### [DATA SHOWN]
┄┄┄┄┄┄
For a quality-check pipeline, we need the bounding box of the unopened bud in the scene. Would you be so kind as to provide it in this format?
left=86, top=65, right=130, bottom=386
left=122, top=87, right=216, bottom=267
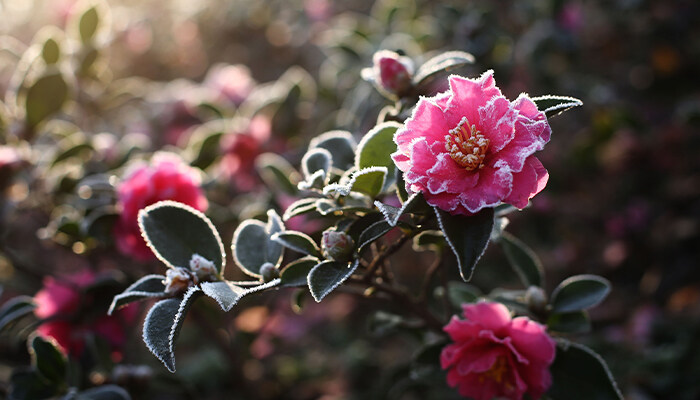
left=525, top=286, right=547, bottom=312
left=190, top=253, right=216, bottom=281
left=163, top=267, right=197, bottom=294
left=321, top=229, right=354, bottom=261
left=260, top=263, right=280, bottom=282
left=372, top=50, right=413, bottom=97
┄┄┄┄┄┄
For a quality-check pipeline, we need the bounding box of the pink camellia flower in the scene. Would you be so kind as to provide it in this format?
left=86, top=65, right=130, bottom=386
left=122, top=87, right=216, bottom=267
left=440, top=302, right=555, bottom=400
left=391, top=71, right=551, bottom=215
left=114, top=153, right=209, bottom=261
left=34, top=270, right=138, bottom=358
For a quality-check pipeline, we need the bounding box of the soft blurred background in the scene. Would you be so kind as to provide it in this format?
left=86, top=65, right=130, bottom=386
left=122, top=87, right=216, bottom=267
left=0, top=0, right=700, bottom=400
┄┄┄┄┄┄
### [REQUIRED TASK]
Lay out every line between the line holding "of the unopened" and the line holding "left=372, top=50, right=413, bottom=97", inclusive, as a Markdown table with the columns Number and Line. Leave out blank lines and pictures.

### [OUTPUT FOR THIS TASK]
| Number | Line |
|---|---|
| 1 | For a quality-check pipeline, we need the bounding box of the unopened bud in the scene. Would you be so kind as to provide it in this format? |
| 2 | left=86, top=65, right=130, bottom=386 |
| 3 | left=122, top=87, right=216, bottom=267 |
| 4 | left=525, top=286, right=547, bottom=312 |
| 5 | left=190, top=253, right=216, bottom=281 |
| 6 | left=163, top=267, right=197, bottom=294 |
| 7 | left=321, top=229, right=354, bottom=261 |
| 8 | left=260, top=263, right=280, bottom=282 |
| 9 | left=372, top=50, right=413, bottom=97 |